東富士演習場は夏の一日、「富士総合火力演習」と称する陸上自衛隊による、戦車、ヘリコプター、色々な火砲による実弾演習が公開されることで有名である。
北富士演習場は戦後アメリカ軍に接収されていたが、朝鮮戦争の開始とともに、米海兵隊の訓練が激化した。霊峰富士へ向かっての砲撃中止を要求して、地元住民による着弾地座り込みなどの抗議が行われた。米軍演習によって奪われた、入会権の回復を計ってのことである。
「富士北麓に祖先が住み着き、荒蕪地を開拓し、苦難に耐えながら、農耕を生業とする傍ら、林野雑産物の採取などの入会行為などによってかろうじて生計を立ててきたという苦労のほどはとうてい筆舌に尽くせるものではない。そのような歴史を背負いながら、北麓山野に祖先が残してくれた入会収益を後世に伝承するため」と山中湖村旧三村入会組合連合会会長高村不二義氏は証言している。
全国からの支援をうけて激しい闘争が行われたが、結局、米軍演習場ではなく、自衛隊の演習場として使用することを認めての決着とせざるを得なかった。1988年、永年にわたる闘争の末に、「北富士演習場内国有入会地の使用に関する協定」が結ばれた。「地元住民が旧来から有する入会慣習を確認し、これを将来にわたって尊重する」という内容であった。
高村氏は「北富士演習場がある富士北麓一帯は我が国の代表的観光地であり、近年、中央、東名高速道路の開通に伴い開発は急速に進み、富士箱根伊豆国立公園の中枢的な拠点として発展しつつあり、北富士演習場は全面返還して平和的に活用することが理想であり、村民等しく希求するところである」と篤い望みを述べていた。しかし、残念なことにその希望は現在まで実現していない。
この住民の苦渋の歴史を見つめてきた「富士山」が、世界遺産登録を手放しで喜んでいるはずはない。美しい富士に戦争や武器や演習は全く似合わない。
ちなみに、「富士山」と一緒に認定申請した「鎌倉」も実は頭の上を軍事ヘリコプターが不気味に飛び回る場所である。「横須賀」と「厚木」「横田」を結ぶアメリカ軍の軍事航空路の下にあるからだ。由比ヶ浜に米軍ヘリコプターが不時着したことさえある。
ユネスコの世界遺産委員会は審議の基準として「軍事基地」の存在を考慮しないのだろうか。それともその存在に気がつかないのだろうか。世界遺産登録を機に、軍事基地撤去運動が盛りあがることはないのだろうか。美しい自然景観や文化と全く対極にあるのが醜悪な軍事施設だと思うのだが。

## 課題:
次の(a)〜(c)が本文の内容と一致するかを、それぞれ「はい」か「いいえ」で答え、判断の決め手となる本文の語句をそのまま引用してください。(a) 1988年に「北富士演習場内国有入会地の使用に関する協定」が結ばれた。(b) 北富士演習場はすでに全面返還されている。(c) 由比ヶ浜に米軍ヘリコプターが不時着したことがある。

## 利用可能データ:
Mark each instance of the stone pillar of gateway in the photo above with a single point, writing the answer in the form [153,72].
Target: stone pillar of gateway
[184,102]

## 最終回答:
(a) はい。「1988年、永年にわたる闘争の末に、「北富士演習場内国有入会地の使用に関する協定」が結ばれた。」
(b) いいえ。「しかし、残念なことにその希望は現在まで実現していない。」
(c) はい。「由比ヶ浜に米軍ヘリコプターが不時着したことさえある。」